##### Exercise data
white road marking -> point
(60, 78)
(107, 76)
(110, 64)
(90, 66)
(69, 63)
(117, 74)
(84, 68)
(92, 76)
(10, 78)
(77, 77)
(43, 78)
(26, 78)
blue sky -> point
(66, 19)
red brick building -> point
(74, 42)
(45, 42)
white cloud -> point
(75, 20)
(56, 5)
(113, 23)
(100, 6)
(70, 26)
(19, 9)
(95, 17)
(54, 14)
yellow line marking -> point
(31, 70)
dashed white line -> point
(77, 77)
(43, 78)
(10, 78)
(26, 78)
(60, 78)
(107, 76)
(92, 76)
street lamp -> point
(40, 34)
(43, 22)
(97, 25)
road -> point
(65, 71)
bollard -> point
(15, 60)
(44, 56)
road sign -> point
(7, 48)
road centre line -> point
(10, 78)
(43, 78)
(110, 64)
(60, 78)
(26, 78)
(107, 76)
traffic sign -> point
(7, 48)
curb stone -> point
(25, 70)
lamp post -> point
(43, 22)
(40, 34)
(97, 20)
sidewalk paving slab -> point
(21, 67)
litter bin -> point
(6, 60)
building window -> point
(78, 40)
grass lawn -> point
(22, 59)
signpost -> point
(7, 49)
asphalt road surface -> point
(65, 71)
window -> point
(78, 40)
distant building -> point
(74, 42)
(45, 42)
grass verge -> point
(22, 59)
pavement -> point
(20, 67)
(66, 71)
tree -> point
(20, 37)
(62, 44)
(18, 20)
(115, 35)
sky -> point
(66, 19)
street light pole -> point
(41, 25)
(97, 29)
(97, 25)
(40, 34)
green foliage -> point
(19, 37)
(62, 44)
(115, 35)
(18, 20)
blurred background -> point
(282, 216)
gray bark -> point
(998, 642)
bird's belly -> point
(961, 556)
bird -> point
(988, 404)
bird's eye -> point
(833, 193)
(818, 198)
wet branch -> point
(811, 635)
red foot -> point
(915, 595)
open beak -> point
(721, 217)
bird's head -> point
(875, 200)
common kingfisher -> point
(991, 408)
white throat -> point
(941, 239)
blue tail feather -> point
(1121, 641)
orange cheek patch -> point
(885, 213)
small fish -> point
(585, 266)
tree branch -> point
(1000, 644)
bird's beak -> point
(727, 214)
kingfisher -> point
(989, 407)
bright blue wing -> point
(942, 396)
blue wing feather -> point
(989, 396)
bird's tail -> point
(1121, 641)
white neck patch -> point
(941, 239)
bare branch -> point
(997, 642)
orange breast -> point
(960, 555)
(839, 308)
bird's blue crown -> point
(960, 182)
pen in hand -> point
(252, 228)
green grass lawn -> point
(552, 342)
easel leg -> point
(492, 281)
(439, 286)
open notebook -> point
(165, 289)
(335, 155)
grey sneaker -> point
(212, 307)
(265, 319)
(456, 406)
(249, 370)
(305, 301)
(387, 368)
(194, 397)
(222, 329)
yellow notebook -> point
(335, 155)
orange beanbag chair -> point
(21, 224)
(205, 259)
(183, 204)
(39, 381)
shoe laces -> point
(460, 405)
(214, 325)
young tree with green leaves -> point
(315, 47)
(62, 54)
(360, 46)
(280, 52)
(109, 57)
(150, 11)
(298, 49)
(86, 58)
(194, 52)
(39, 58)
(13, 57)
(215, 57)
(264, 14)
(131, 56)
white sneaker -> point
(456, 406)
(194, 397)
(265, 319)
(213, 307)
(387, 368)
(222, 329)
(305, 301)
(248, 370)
##########
Repeat exactly the lines above, starting with the line that contains "bird's tail -> point" and ending with the last line, both included, and nothing else.

bird's tail -> point
(1121, 641)
white neck patch -> point
(941, 239)
bare branch -> point
(997, 642)
orange breast -> point
(960, 555)
(839, 308)
bird's blue crown -> point
(960, 182)
pen in hand -> point
(252, 228)
green grass lawn -> point
(552, 342)
easel leg -> point
(492, 281)
(439, 286)
open notebook -> point
(165, 289)
(335, 155)
grey sneaker -> point
(212, 307)
(265, 319)
(456, 406)
(249, 370)
(305, 301)
(387, 368)
(194, 397)
(222, 329)
yellow notebook -> point
(335, 155)
orange beanbag chair -> point
(21, 224)
(205, 259)
(183, 204)
(39, 381)
shoe laces -> point
(460, 405)
(214, 325)
young tree with green leaves -> point
(315, 47)
(62, 54)
(360, 46)
(280, 52)
(109, 57)
(150, 11)
(298, 49)
(86, 58)
(194, 52)
(39, 58)
(13, 57)
(215, 57)
(264, 14)
(131, 56)
white sneaker -> point
(456, 406)
(194, 397)
(265, 319)
(213, 307)
(387, 368)
(222, 329)
(305, 301)
(248, 370)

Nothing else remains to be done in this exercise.